Point localization data
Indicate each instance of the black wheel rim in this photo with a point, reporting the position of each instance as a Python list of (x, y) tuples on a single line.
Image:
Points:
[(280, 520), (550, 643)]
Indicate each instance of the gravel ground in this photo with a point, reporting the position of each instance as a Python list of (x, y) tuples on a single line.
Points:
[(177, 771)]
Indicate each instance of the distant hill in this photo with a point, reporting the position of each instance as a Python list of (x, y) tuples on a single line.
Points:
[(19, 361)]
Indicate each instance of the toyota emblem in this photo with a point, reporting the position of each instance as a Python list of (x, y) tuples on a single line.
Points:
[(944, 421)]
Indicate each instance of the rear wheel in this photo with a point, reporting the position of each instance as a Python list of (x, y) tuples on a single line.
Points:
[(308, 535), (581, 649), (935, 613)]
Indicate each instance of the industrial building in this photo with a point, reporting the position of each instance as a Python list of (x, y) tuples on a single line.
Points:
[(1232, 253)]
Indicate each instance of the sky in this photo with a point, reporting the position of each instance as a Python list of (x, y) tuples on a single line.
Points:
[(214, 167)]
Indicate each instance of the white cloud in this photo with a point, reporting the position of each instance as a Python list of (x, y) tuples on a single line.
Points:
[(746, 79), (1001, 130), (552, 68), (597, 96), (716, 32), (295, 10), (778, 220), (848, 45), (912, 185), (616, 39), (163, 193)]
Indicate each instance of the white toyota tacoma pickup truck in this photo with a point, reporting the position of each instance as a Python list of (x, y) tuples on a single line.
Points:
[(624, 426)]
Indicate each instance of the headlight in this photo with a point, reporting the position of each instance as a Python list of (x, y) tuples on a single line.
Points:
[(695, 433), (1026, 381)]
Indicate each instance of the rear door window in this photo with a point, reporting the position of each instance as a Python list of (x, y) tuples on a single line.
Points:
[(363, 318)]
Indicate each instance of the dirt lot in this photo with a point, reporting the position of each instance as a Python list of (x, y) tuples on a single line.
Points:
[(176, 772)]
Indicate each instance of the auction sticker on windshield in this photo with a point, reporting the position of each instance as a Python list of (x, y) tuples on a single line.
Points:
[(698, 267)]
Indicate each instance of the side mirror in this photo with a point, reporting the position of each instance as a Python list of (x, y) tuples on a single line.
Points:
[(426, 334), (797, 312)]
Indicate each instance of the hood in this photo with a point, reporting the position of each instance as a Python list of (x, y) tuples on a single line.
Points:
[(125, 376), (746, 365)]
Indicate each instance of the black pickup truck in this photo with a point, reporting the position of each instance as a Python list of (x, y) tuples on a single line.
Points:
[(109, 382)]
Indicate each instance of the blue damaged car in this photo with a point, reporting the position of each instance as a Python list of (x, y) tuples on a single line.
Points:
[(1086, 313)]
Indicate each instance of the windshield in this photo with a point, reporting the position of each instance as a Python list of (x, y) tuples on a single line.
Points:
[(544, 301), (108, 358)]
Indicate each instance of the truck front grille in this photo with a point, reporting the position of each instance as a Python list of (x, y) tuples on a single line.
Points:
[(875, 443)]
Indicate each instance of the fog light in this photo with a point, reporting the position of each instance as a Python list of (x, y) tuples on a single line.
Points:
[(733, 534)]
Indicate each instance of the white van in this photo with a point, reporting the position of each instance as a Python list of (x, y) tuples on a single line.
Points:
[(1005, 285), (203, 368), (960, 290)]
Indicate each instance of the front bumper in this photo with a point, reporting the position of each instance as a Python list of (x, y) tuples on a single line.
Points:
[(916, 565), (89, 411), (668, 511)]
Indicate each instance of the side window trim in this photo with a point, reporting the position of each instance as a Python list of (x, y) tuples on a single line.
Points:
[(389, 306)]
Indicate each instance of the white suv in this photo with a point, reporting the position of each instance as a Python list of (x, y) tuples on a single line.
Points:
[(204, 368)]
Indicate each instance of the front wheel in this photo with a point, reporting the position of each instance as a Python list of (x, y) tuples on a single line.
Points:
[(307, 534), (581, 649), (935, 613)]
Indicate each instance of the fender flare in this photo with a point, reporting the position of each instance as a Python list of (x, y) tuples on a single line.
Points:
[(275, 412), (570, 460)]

**INSTRUCTIONS TO FOLLOW**
In this exercise, you retype all of the data exactly as it appears above.

**YOUR RESPONSE**
Indicate each instance of the black wheel rim in this photo with a point, reporting the position of each instance as a Python list of (x, y) tuples on a single line.
Image:
Points:
[(280, 520), (550, 643)]
Indicate each instance of the gravel ground in this photo with a point, reporting the position of each instance as a Python list of (x, y) tuples on a single line.
Points:
[(177, 771)]
Indicate each instance of the distant hill in this photo with a point, reporting the position of each instance as a Python list of (x, y) tuples on a single line.
Points:
[(19, 361)]
Indicate each instance of the toyota emblem in this photo with a point, reporting the position of each instance as a Python list of (x, y) tuples on a single line.
Points:
[(944, 421)]
Indicate each instance of the rear wheel in this photo with a point, reporting the position of each instance as a Python list of (x, y) tuples on a single line.
Points:
[(308, 535), (581, 649), (935, 613)]
Indicate each instance of the industrial building in this photo with a point, reporting the position of each instance as a Python list of (x, y) tuples on a single line.
Points:
[(1232, 253)]
Indicate each instance of the sky in this photo with a point, reporting the position of each instance as a Python list of (x, y) tuples on a single line.
Points:
[(214, 167)]
Indicate each instance of the white cloud in this photo with a point, reporting the position of each instance as a Python list of (x, y) tuples on a single line.
Points:
[(746, 79), (1001, 130), (552, 68), (597, 96), (716, 32), (295, 10), (778, 220), (848, 45), (912, 185), (616, 39), (163, 193)]
Indicate each instance of the white toyota tacoma pickup truck in this photo with a point, reporting the position of each instance as a Python list of (x, y) tuples on a single line.
Points:
[(624, 426)]
Indicate each instance of the headlight in this photo with a point, reporting the position of each instance as a Python list of (x, y) tuples on a single line.
Points:
[(695, 433), (1026, 381)]
Indicate each instance of the rear door window in this photo with a point, reporting the position of each instance as a Python list of (x, y) tuples on a single line.
Points:
[(363, 318)]
Indicate each instance of the dirt lot in this photo with a point, reporting the position of each instance as a Python list of (x, y) tuples on a single line.
Points:
[(176, 772)]
Indicate each instance of the auction sticker on windshield in this photo with a point, reporting the position of each instance as a Python list of (x, y) tuples on a single line.
Points:
[(698, 267)]
Indicate each instance of the side mirror in this photo with a point, reporting the position of each instance as a Python list of (x, y) tuples on a single line.
Points:
[(426, 334), (797, 312)]
Indicate each instance of the hood in this photo with a point, reporting the position of each instance as a Python list of (x, y) tuples on a single line.
Points:
[(125, 376), (746, 365)]
Indicate each instance of the black pickup truck in this photo with a point, reporting the position of each instance as a Python list of (x, y) tuples on a single line.
Points:
[(109, 382)]
Indicate each instance of the blue damaged car in this photo with a point, reporting the position of each instance as a Python list of (x, y) tuples on a single line.
Points:
[(1086, 313)]
Indicate each instance of the windshield in this photo with a point, reporting the position of each instance as a Python list of (x, y) tuples on a single line.
Points:
[(544, 301), (108, 358)]
Indicate each instance of the truck front grille in this photo with a point, reporting the position of each instance as a Python list of (x, y) tuples on a single line.
Points:
[(875, 443)]
Indicate each instance of the fog light in this photo with a point, reporting the position of each instance as a Python list of (x, y) tuples on a single line.
Points:
[(733, 534)]
Indicate each instance of the white van in this photo with a point, reporting the position of each instance as a Python list of (x, y) tuples on a single line.
Points:
[(1005, 285), (203, 368), (960, 290)]
Indicate each instance of the front bumper in this photo with a point, reporting the position of each instance as a Python list of (x, y) tuples on a single line.
Points:
[(916, 565), (89, 411), (668, 511)]
Indicate each instance of the side window trim in this photo with a point, reporting the position of each instance as a Python list of (x, y) tuples on a single line.
Points:
[(389, 306)]
Indicate each instance of the white suv in this photo with a point, reporting the position of each instance as a Python list of (x, y) tuples on a single line.
Points:
[(204, 368)]
Indicate each instance of the front wheel in this photo with a point, reporting the position of each instance as a Python list of (x, y) tuples on a single line.
Points:
[(307, 534), (581, 649), (935, 613)]
Indicate each instance of the fender flare in this photo with a point, reporting the position of each instance as a Python list of (x, y) tuples on a single line.
Points:
[(275, 412), (570, 460)]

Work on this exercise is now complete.